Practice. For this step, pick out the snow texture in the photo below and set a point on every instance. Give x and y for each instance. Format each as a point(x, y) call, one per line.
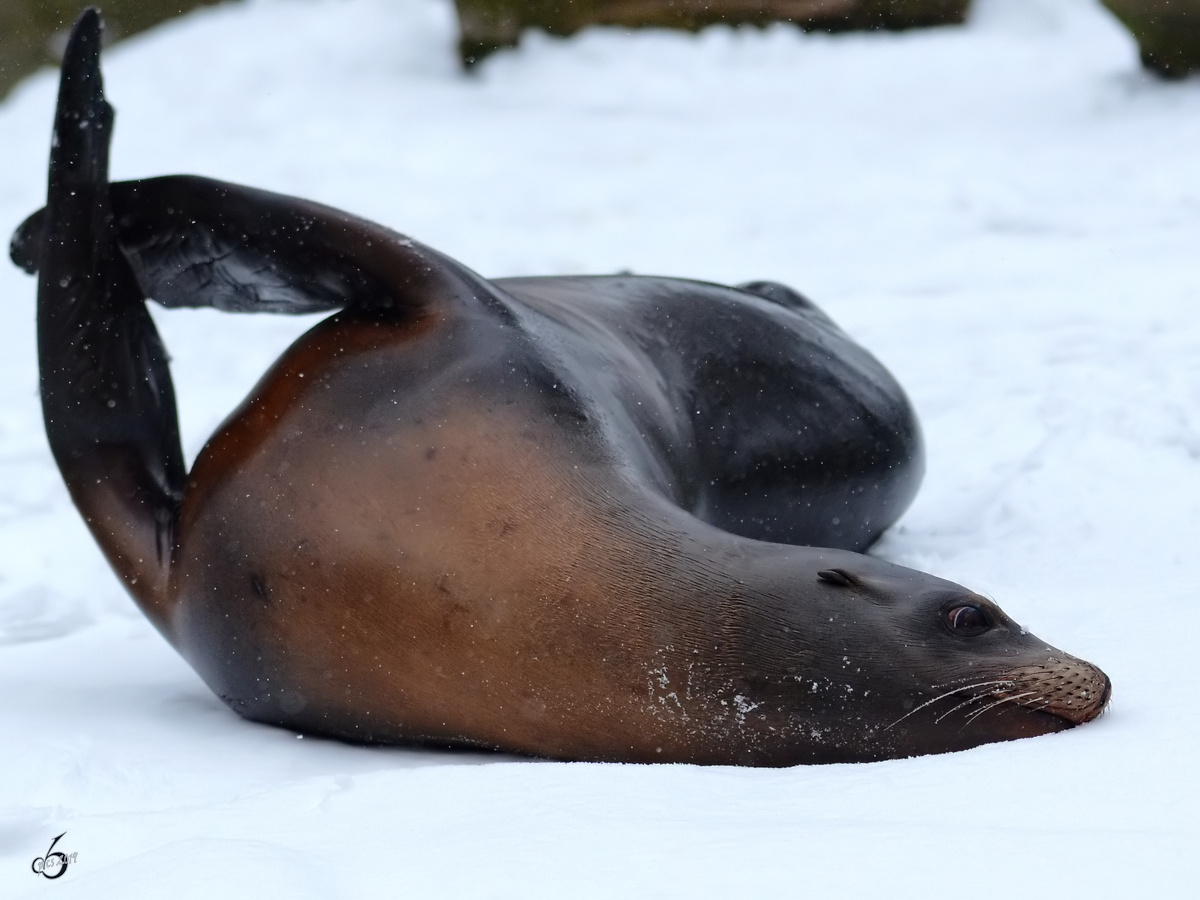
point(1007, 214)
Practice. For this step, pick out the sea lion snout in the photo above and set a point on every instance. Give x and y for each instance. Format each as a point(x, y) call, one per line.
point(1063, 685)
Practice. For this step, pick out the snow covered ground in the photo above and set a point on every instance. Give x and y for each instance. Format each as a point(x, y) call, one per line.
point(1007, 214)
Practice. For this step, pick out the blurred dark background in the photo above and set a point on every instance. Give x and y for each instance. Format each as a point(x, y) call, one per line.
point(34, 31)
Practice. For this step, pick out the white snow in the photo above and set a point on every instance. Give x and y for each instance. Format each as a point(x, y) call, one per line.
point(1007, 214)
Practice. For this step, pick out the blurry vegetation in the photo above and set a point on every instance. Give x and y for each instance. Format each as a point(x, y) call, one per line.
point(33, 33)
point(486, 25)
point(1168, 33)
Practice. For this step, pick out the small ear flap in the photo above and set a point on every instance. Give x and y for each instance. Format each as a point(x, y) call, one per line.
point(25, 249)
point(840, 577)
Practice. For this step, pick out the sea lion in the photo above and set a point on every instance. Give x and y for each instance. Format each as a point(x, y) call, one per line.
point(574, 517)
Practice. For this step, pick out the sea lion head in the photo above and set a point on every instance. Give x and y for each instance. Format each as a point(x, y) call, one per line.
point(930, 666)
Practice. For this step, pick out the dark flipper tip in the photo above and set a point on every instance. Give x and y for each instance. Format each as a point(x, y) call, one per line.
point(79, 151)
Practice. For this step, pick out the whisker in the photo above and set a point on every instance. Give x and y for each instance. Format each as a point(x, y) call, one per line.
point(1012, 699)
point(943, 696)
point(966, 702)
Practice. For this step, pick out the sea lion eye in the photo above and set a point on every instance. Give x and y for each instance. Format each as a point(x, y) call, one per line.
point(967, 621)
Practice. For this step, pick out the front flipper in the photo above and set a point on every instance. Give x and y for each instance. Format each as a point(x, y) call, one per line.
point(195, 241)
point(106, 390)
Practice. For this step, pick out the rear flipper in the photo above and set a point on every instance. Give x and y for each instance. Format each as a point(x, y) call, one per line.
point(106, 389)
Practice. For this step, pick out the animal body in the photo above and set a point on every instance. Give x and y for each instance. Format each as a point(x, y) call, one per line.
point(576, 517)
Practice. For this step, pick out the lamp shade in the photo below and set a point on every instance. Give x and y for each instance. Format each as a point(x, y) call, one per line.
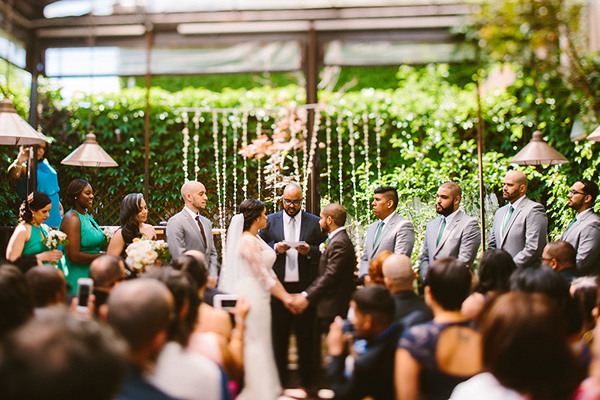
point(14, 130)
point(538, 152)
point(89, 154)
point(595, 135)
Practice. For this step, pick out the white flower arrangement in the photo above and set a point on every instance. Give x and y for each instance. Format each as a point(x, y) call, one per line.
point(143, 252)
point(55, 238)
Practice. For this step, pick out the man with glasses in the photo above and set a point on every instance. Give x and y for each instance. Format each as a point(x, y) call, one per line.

.....

§ TASK OBJECTIVE
Format all the records above as a numbered list, one line per number, with blank lines dropped. Leave the pictures out of your answer.

§ EXPECTED ANSWER
1. Practice. For this step, pick out the snow texture in the photo below and set a point on every instance. Give x and y for each instance. Format each as a point(x, y) call, one per line.
2. point(1007, 214)
3. Practice. For this step, pick out the sea lion snout in the photo above and set a point on every instance. Give x and y for each instance. Format each as a point(x, y) call, one per line.
4. point(1063, 685)
5. Practice. For this step, pick out the snow covered ground in the photo above and set a point on every instance. Give x and y for each instance. Format each as a point(x, y) call, one per line.
6. point(1007, 214)
7. Practice. For this step, pick out the blurred dark background in the photo above and set a point on every instance. Give x and y for each instance. Format each as a point(x, y) call, one per line.
8. point(34, 31)
9. Practice. For this step, pick out the white snow in the photo above and set a point on every instance. Give x and y for each instance. Format each as a point(x, y) call, one per line.
10. point(1007, 214)
11. Practice. For this step, pick out the blurry vegetation in the photo above and set a point on every instance. Give x and y for each instance. Format each as a point(x, y) call, one per line.
12. point(33, 33)
13. point(486, 25)
14. point(1168, 33)
15. Practice. For this step, pick out the small ear flap in the photo above and set a point on every instance. Give x and y for each instance. Format each as a point(x, y) call, one per line.
16. point(25, 249)
17. point(840, 577)
18. Practice. For this step, pick out the sea lion in the photo above and set a point on every instance. Give x and y for each instance. Format each as a point(x, y) call, one per line.
19. point(574, 517)
20. Practice. For this step, pick out the sea lion head in the photo above and set a point on every instance. Give x and y for each instance. Format each as a point(x, y) call, one per line.
21. point(930, 666)
22. Practice. For this step, pick out the dark flipper tip in the photo above and set a point on every instance. Give x and y for each instance. Format each as a point(x, y) call, one per line.
23. point(79, 151)
24. Practice. For this step, pick out the whisker in the photo above and set a point on every instance. Give x and y for each instance. Format each as a point(x, y) call, one per line.
25. point(1012, 699)
26. point(943, 696)
27. point(966, 702)
28. Practice. For this step, pick out the sea lion eye in the photo above and set a point on every instance. Give x and y for each instance. Format each as a point(x, y) call, one per line.
29. point(967, 621)
30. Practice. For this step, pick out the front flipper in the photo above and set a point on every instance. Give x and y for each instance. Format each as a point(x, y) call, one per line.
31. point(195, 241)
32. point(106, 390)
33. Practice. For this step, pick out the rear flipper in the photo above and set a point on every instance. Give x and y for each instance. Format each as a point(x, y) call, one per line.
34. point(106, 389)
35. Practice. For this step, pick out the animal body in the photo above and set a point on every instance. Give x and y for each instance. Format each as a point(x, y) call, one per line.
36. point(576, 517)
37. Practice. For this step, pick out the lamp shade in the photo below and set a point on every instance. Give x and y for each instance. Format each as a point(x, y) call, one per line.
38. point(14, 130)
39. point(538, 152)
40. point(89, 154)
41. point(595, 135)
42. Practice. For this step, pick out the white flower arrangement in the photo above and set a point on every instance. Give x and y for each instance. Format each as a point(x, y) call, one per line.
43. point(143, 252)
44. point(55, 238)
45. Practice. For this step, pick out the man with glasses in the photo above and set a point on every instance. Give x and y for each instance. Format each as a point(x, y) call, one per line.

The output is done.